DATASET ENTRIES:
━━━━━━━━━━━━━━━━
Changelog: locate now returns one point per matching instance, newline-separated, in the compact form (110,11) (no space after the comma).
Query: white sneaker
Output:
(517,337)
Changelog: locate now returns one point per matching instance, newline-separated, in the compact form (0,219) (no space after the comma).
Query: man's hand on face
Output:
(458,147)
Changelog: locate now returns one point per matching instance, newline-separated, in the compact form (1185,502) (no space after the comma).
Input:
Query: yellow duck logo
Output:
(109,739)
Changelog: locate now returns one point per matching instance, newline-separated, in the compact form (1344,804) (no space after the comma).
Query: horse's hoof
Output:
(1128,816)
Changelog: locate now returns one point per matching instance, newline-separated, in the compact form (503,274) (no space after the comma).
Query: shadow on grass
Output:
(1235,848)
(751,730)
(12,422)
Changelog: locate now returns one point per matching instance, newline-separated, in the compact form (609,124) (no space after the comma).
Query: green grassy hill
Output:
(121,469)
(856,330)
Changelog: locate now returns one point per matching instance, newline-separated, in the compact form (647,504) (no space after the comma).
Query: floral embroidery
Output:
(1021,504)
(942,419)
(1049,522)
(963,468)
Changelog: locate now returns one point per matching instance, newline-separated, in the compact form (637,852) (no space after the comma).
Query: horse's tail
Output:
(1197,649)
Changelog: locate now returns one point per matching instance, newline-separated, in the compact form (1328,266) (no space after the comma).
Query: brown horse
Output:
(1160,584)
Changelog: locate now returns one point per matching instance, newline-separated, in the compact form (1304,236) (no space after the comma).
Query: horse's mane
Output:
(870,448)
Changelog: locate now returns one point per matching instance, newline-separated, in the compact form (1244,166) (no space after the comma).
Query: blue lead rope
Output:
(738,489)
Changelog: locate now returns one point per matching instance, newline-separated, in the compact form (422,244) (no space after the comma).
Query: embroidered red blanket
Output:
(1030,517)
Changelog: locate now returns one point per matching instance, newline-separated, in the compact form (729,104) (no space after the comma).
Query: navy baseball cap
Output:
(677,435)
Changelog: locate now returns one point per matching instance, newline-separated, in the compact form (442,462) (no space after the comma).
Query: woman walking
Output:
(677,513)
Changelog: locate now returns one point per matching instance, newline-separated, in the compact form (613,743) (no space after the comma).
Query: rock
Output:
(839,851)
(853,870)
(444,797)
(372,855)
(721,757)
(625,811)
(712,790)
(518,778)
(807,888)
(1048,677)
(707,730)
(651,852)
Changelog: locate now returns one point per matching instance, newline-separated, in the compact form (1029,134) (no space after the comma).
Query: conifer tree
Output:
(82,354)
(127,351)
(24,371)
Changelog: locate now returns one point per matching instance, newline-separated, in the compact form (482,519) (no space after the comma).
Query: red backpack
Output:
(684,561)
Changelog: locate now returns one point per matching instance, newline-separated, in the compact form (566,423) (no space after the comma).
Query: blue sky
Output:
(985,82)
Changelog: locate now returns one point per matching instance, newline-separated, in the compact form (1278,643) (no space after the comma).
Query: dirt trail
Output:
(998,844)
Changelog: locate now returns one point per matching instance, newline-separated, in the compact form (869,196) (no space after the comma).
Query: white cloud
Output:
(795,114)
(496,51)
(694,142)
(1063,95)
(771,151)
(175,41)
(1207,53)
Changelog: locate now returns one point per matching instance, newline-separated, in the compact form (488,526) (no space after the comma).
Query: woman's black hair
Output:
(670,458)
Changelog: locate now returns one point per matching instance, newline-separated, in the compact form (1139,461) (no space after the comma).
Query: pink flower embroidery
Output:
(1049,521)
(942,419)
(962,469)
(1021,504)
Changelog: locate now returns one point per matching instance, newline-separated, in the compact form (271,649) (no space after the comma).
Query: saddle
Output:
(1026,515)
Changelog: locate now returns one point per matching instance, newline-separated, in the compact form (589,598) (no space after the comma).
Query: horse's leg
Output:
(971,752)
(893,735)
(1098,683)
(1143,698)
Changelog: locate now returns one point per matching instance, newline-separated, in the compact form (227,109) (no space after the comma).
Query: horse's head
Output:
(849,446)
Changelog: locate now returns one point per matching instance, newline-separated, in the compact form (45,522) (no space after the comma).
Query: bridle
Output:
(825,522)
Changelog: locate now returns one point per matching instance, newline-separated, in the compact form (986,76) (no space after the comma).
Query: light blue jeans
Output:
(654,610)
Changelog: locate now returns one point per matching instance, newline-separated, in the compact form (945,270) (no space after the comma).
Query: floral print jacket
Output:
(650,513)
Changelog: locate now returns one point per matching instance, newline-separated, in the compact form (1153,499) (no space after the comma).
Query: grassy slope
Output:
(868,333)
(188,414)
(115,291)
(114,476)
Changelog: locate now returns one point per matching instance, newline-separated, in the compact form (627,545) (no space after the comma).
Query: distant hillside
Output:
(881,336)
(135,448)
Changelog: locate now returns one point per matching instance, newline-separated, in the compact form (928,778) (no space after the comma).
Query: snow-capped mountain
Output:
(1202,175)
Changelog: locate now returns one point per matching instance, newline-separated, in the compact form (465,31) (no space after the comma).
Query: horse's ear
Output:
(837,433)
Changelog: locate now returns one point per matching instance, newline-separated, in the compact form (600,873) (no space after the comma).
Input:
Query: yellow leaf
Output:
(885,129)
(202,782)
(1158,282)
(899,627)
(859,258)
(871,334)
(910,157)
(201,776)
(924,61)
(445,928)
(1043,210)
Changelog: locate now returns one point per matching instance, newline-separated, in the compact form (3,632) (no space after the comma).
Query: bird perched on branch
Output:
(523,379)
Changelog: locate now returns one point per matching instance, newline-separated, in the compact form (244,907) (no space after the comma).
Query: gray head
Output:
━━━━━━━━━━━━━━━━
YOUR TASK: In this exercise, repeat all entries exactly.

TASK OUTPUT:
Changelog: locate now returns one point per matching instance, newline-separated, in the compact form (110,11) (no space after the comma).
Query: white sneaker
Output:
(517,337)
Changelog: locate now returns one point per matching instance, newline-separated, in the compact form (0,219) (no space after the comma).
Query: man's hand on face
Output:
(458,147)
Changelog: locate now returns one point per matching instance, newline-separated, in the compact form (1185,502) (no space after the comma).
Input:
Query: yellow duck logo
Output:
(109,739)
Changelog: locate now returns one point per matching instance, newline-separated, in the compact form (1344,804) (no space after the comma).
Query: horse's hoof
Output:
(1128,816)
Changelog: locate now returns one point per matching instance, newline-separated, in the compact form (503,274) (no space after the comma).
Query: shadow on grass
Output:
(1235,848)
(751,730)
(12,422)
Changelog: locate now returns one point per matching instance, newline-separated, in the compact form (609,124) (no space after the comma).
Query: green grassy hill
Output:
(121,469)
(856,330)
Changelog: locate now returns one point per matching instance, newline-separated, in the compact form (647,504) (no space after the comma).
Query: floral embroidery
Output:
(1021,504)
(942,419)
(1049,522)
(963,468)
Changelog: locate now returns one point per matching instance, newline-separated, in the compact form (637,852) (no space after the comma).
Query: horse's tail
Output:
(1197,649)
Changelog: locate now returns one point per matching instance, newline-separated, in the compact form (1328,266) (no space after the comma).
Query: brown horse
Output:
(1160,584)
Changelog: locate now returns one point per matching instance, newline-separated, in the compact form (1304,236) (no space after the comma).
Query: horse's mane
Output:
(870,448)
Changelog: locate now returns one point per matching instance, newline-separated, in the compact form (1244,166) (no space after the comma).
Query: blue lead rope
Output:
(738,489)
Changelog: locate now returns one point per matching instance, newline-separated, in the compact form (422,244) (no space after the comma).
Query: embroidered red blanket
Output:
(1030,517)
Changelog: locate now returns one point per matching instance, newline-separated, in the compact form (729,104) (no space after the comma).
Query: navy baseball cap
Output:
(677,435)
Changelog: locate now returns one point per matching instance, newline-separated, in the compact form (442,462) (no space after the comma).
Query: woman walking
Output:
(677,513)
Changelog: locate now returns one point per matching instance, newline-separated, in the compact form (613,743) (no space after the comma).
Query: rock
Output:
(839,851)
(853,870)
(444,797)
(372,855)
(721,757)
(625,811)
(712,790)
(518,778)
(807,888)
(1048,677)
(707,730)
(651,852)
Changelog: locate now returns one point per matching instance, newline-separated, in the compact form (1029,134) (no space after the comma).
Query: conifer tree
Output:
(82,354)
(127,351)
(24,371)
Changelog: locate now returns one point per matching instance, newline-separated, in the compact form (482,519) (no space after the comma).
Query: red backpack
Output:
(684,561)
Changelog: locate now returns one point per matching instance, newline-separated, in the compact form (566,423) (no space after the comma).
Query: blue sky
Output:
(985,82)
Changelog: locate now returns one point per matching instance, newline-separated, in the compact form (1278,643) (no space after the comma).
Query: dirt trail
Output:
(998,844)
Changelog: locate now returns one point per matching instance, newline-separated, in the compact form (869,196) (no space after the comma).
Query: white cloud
Output:
(795,114)
(496,51)
(694,142)
(1063,95)
(771,151)
(175,41)
(1207,53)
Changelog: locate now returns one point per matching instance, newline-separated, in the compact form (488,526) (no space after the comma).
Query: woman's black hair
Output:
(670,458)
Changelog: locate now returns one point per matching instance, newline-separated, in the compact form (1139,461) (no space after the comma).
Query: pink flower embroidery
Output:
(1049,521)
(942,419)
(962,469)
(1021,504)
Changelog: locate now returns one point per matching instance, newline-separated, in the compact form (271,649) (no space after the comma).
Query: saddle
Output:
(1026,515)
Changelog: locate now returns one point per matching instance, newline-separated, in the compact form (589,598) (no space after the comma).
Query: horse's leg
Output:
(971,752)
(893,735)
(1098,683)
(1143,698)
Changelog: locate now returns one point per matching instance, newline-separated, in the compact form (227,109) (no space after the comma).
Query: horse's head
Output:
(849,446)
Changelog: locate now returns one point per matching instance, newline-separated, in the compact form (45,522) (no space after the comma).
Query: bridle
Output:
(825,522)
Changelog: locate now returns one point per matching instance, newline-separated, in the compact form (986,76) (no space after the comma).
Query: light blue jeans
Output:
(654,610)
Changelog: locate now returns one point per matching instance, newline-separated, in the compact form (945,270) (no space after the comma).
Query: floral print jacket
Output:
(650,513)
Changelog: locate now returns one point per matching instance, newline-separated, in the compact form (1153,499) (no space after the comma).
Query: grassy slope
Output:
(868,333)
(188,414)
(115,291)
(114,476)
Changelog: locate now returns one point per matching instance, newline-separated, in the compact form (627,545) (no space after the comma).
Query: distant hillside
Output:
(881,336)
(135,448)
Changelog: locate now returns one point per matching instance, newline-separated, in the compact form (928,778) (no space after the comma).
Query: snow-capped mountain
Output:
(1202,175)
Changelog: locate now returns one point per matching instance, newline-separated, in the compact form (465,31) (no space after the comma).
Query: horse's ear
Output:
(837,433)
Changelog: locate now returns one point per matching instance, newline-separated, in the compact form (600,873) (no space after the comma).
Input:
Query: yellow leaf
Output:
(885,129)
(202,782)
(1158,282)
(899,627)
(859,258)
(871,334)
(910,157)
(201,776)
(924,61)
(445,928)
(1043,210)
Changelog: locate now returns one point per matching instance, newline-separated, in the compact form (3,632) (no space after the comma).
Query: bird perched on branch
Output:
(523,379)
Changelog: locate now returns one point per matching instance, newline-separated, in the compact form (244,907) (no space after the comma).
Query: gray head
Output:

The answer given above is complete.